▶ _Directions_
Would you return the listing exactly as written, apart from its pictures?

▶ _Data records_
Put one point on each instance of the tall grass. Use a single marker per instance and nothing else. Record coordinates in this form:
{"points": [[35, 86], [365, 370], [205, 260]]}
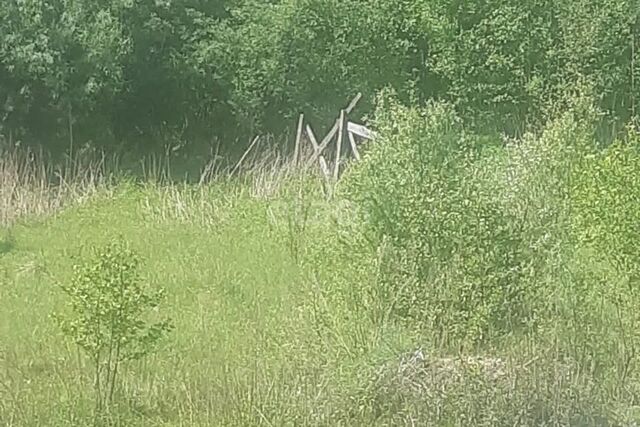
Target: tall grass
{"points": [[506, 300], [31, 184]]}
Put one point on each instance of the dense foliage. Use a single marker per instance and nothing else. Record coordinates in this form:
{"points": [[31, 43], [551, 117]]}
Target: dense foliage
{"points": [[112, 70]]}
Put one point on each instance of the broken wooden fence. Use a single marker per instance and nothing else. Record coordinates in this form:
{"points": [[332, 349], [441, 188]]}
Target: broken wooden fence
{"points": [[343, 131]]}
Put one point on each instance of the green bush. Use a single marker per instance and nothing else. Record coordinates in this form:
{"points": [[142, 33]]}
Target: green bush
{"points": [[108, 316], [453, 262]]}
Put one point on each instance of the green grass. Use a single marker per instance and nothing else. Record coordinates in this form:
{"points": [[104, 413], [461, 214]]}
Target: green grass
{"points": [[274, 325], [234, 291]]}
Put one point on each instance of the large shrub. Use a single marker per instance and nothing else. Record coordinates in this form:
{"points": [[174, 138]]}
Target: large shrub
{"points": [[453, 251]]}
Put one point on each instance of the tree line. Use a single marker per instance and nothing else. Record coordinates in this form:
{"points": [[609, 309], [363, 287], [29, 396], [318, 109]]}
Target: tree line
{"points": [[114, 71]]}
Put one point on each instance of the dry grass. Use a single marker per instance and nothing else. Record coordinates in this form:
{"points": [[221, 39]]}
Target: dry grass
{"points": [[32, 185]]}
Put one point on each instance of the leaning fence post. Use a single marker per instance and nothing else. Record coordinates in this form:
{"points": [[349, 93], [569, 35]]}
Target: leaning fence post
{"points": [[341, 129], [296, 150]]}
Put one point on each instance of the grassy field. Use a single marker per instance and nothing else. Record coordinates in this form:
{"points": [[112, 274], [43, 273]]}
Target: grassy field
{"points": [[277, 324]]}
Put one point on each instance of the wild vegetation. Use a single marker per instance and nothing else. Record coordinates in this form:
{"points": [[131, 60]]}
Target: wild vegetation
{"points": [[478, 266], [120, 72]]}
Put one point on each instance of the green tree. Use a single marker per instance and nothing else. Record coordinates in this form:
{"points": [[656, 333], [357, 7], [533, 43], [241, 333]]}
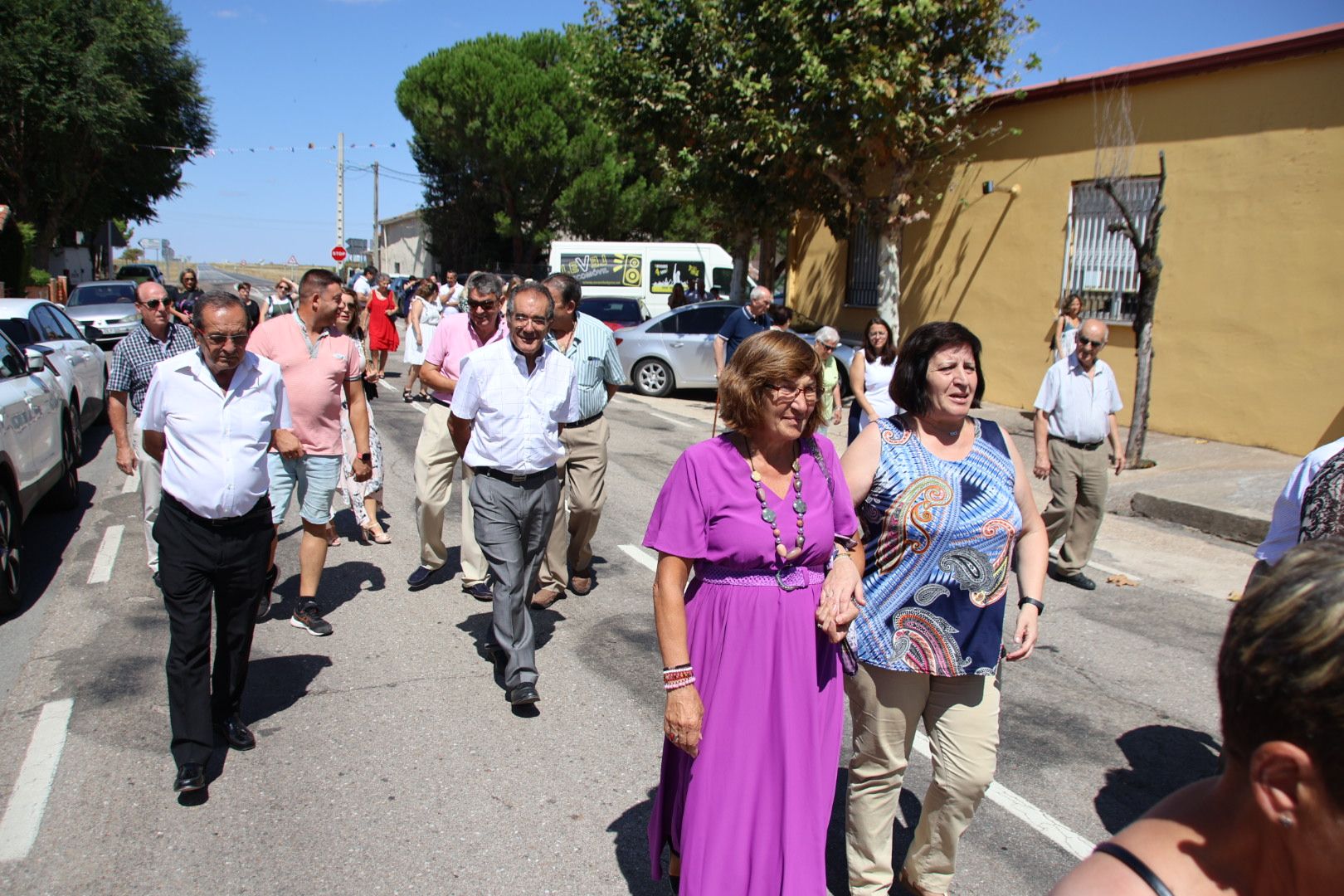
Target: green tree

▶ _Exercise output_
Put one point on each instance of the tall grass. Use a single marker per instance and nothing else. Record coordinates in this form:
{"points": [[35, 86], [365, 370], [205, 260]]}
Target: tall grass
{"points": [[506, 300], [31, 184]]}
Put one point on each instance of the dense foliage. Use a single marker per instance and nothing else. Record coordinates in this form:
{"points": [[31, 43], [551, 117]]}
Target: dense foliage
{"points": [[112, 70]]}
Put one point on each instance of the broken wooden fence. Use a single marker per instance and nothing else. Record coordinates in this form:
{"points": [[332, 349], [441, 188]]}
Target: broken wooden fence
{"points": [[343, 131]]}
Put one point on each instance of the green bush. Use a single marker per instance and nothing else. Record coordinates in this form:
{"points": [[142, 33]]}
Target: green bush
{"points": [[108, 316], [453, 262]]}
Put one point on each instance of the green grass. Use a single marker per instance and nothing else. Record coordinates in this form:
{"points": [[104, 413], [461, 214]]}
Target: green grass
{"points": [[274, 325], [234, 291]]}
Put one point on each instance of the large shrub. Use a single marker per instance and nothing else. Record coordinates in this form:
{"points": [[174, 138]]}
Target: large shrub
{"points": [[453, 251]]}
Put one point on each instance of the tree line. Use a single marker per instance and nothing else. Record coordinates in this form:
{"points": [[609, 309], [363, 287], [29, 396], [318, 109]]}
Target: tree line
{"points": [[114, 71]]}
Put one point on each instance of the dry grass. Use a single marker per instance and nothing else. Record coordinates in this form:
{"points": [[221, 39]]}
Target: dry grass
{"points": [[32, 185]]}
Put one point on each instance of the leaning fence post. Use a single marker per instance and nothing else. Record coordinates in this form:
{"points": [[349, 93], [569, 35]]}
Target: leaning fence post
{"points": [[341, 129], [296, 150]]}
Put one point on each instance of the grassy field. Use a single marker per instance and nothing else. Record coordinates in this form:
{"points": [[112, 274], [43, 273]]}
Target: grassy field
{"points": [[277, 324]]}
Put one point on each instance of the wild vegetation. Use a single marker per instance and nothing else. Record coordinates in this form:
{"points": [[131, 60]]}
Target: wild vegetation
{"points": [[478, 266], [120, 72]]}
Put one point on each instance of the green tree. Use a single marker per instance and nothing else. Record coordinates in this form:
{"points": [[656, 333], [357, 7], [533, 43], [241, 333]]}
Target: green tree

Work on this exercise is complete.